Coordinate annotation entries
>>

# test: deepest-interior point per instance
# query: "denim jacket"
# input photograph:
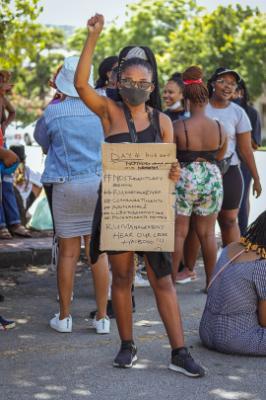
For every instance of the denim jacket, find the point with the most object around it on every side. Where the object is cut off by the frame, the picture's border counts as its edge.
(71, 135)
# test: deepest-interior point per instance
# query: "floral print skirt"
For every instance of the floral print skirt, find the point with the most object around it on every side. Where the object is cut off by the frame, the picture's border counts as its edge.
(199, 190)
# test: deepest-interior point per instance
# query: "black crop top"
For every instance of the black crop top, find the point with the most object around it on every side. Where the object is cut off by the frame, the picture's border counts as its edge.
(189, 156)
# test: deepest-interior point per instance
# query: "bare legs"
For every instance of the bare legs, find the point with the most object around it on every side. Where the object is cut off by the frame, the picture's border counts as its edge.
(100, 274)
(205, 230)
(181, 231)
(229, 227)
(69, 251)
(123, 271)
(168, 307)
(201, 232)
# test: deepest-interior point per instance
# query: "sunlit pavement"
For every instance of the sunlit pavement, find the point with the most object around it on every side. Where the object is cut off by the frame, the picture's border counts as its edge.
(38, 363)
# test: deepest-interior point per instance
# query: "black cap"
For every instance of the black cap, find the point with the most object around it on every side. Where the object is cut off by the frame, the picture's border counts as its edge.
(223, 70)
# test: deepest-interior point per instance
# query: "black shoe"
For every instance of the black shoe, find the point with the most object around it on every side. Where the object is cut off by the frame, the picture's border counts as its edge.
(181, 361)
(109, 311)
(126, 356)
(5, 324)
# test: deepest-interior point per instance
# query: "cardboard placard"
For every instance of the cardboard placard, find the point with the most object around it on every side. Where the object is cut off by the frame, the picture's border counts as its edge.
(138, 198)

<<

EXERCISE GOAL: Please show every line above that contains the string "print".

TASK RESULT:
# query: "floral print skirt"
For every instance of the floral print skirt, find the point with the most object around it on every side. Where the object is cut off by the frame, the picture's border counts as its edge.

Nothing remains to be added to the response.